### [EXERCISE INSTRUCTIONS]
Leaving out all pictures, retype the records exactly.

─── RECORDS SUPPLIED

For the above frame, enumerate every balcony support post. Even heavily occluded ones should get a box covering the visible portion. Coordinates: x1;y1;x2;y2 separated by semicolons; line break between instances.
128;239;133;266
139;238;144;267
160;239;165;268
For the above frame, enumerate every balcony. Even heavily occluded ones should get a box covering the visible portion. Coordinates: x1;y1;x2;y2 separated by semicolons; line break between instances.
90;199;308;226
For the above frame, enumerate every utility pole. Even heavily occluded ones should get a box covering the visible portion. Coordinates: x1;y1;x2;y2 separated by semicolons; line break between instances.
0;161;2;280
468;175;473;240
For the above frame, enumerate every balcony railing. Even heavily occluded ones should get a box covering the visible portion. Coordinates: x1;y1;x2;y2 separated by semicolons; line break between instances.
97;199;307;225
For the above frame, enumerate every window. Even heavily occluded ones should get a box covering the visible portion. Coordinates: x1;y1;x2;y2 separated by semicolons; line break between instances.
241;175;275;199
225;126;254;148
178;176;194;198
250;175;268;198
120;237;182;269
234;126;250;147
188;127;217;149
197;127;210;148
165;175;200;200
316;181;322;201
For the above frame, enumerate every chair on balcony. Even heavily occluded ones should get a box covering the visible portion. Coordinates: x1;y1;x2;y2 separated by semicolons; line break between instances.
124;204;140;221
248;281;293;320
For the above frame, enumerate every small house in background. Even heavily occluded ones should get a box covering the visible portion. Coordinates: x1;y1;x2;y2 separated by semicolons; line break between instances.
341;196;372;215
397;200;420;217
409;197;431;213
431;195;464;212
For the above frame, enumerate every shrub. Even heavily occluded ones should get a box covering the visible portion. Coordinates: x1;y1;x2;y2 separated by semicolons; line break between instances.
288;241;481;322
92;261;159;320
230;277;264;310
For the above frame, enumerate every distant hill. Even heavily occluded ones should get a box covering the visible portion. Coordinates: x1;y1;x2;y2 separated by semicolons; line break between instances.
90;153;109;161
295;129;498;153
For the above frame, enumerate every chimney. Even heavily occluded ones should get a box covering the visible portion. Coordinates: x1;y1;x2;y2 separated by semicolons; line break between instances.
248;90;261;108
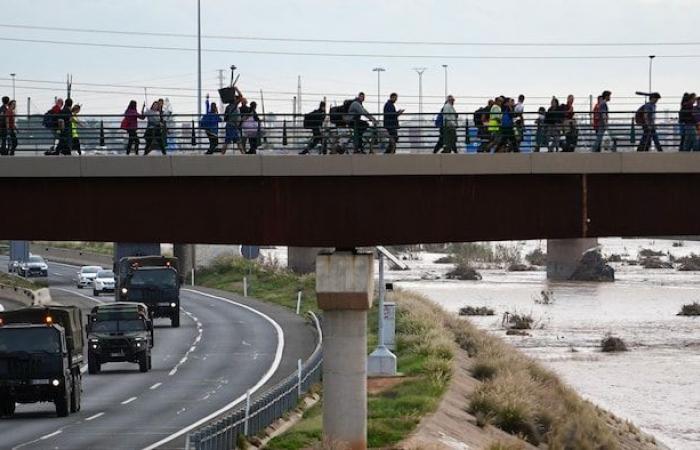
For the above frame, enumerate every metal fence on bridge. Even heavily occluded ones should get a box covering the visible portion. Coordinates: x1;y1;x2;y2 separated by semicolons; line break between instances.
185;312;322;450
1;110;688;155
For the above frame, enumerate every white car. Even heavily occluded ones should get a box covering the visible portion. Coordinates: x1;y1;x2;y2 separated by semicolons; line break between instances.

──────

### [EXERCISE ANSWER]
For the above frame, enumerate every balcony support post. Even heavily occluded ones should get a box covering the visible portion. Coordinates: x1;y1;x2;y2 separated by semicolons; line break between instances.
128;239;133;266
139;238;144;267
160;239;165;268
For the above frame, enumerate every balcony. Even heavily occluded ones should get a box covering the visible portion. Coordinates: x1;y1;x2;y2 separated by semicolons; line break between instances.
90;199;308;226
For the above frame, enumerate every utility pole. Even heavily occluded ones should get a box covering the visible portion. Coordinates: x1;y1;x2;y2 separated by semicolons; line break between instances.
0;161;2;280
468;175;473;240
For the above frame, enumerate every balcony railing. Even heavily occluded ones should get a box covering the visible portion. Coordinates: x1;y1;x2;y2 separated by semicolons; line break between instances.
97;199;307;225
For the above frame, enumerate every window. Even heavily occluded ones should get a box covering the visible portion. Coordinates: x1;y1;x2;y2 separated by semicolons; line break between instances.
241;175;275;199
225;126;254;148
178;176;194;198
250;175;268;198
120;237;182;269
234;126;250;147
188;127;217;149
197;127;210;148
165;175;200;200
316;181;322;201
For the above frame, enumerate every chair on balcony. Even heavily occluded ones should get a box covering the visible portion. Coordinates: x1;y1;x2;y2 separated by semicolons; line break between instances.
124;204;140;221
248;281;293;320
For the above frame, enumerate every small house in background. Even heavily occluded ones should get a box covering the visible portion. Coordinates: x1;y1;x2;y2 separated by semicolons; line break between instances.
341;196;372;215
397;200;420;217
409;197;431;213
431;195;464;212
For the above frame, enumerate every shrub. Even heavily occluded ones should get a box covering the visible portion. Coordinates: x1;y1;x2;y2 separated by semicolons; line break between instances.
288;241;481;322
92;261;159;320
230;277;264;310
For the above frame, enumerate every distant hill. Even heavily occluded ones should get a box covering the visible portion. Coordinates: x1;y1;x2;y2 separated by semicolons; line break between instances.
90;153;109;161
295;129;498;153
For the above frame, enumerate every chimney. Even heavily occluded ones should get a box covering the visible portion. Coordinates: x1;y1;x2;y2 separated by semicolons; line break between instances.
248;90;261;108
For the above frame, enumerate every metal fence on bridge. Even heavily occluded ones should get a box covering the visible portion. Coordinates: x1;y1;x2;y2 separated by semicolons; line break between instances.
185;312;322;450
1;110;688;155
For the above frame, enumerate every white car. Even heavily occluded ones should get a box covering the visible portion. Coordinates: x1;y1;x2;y2 separated by semicolons; line break between instances.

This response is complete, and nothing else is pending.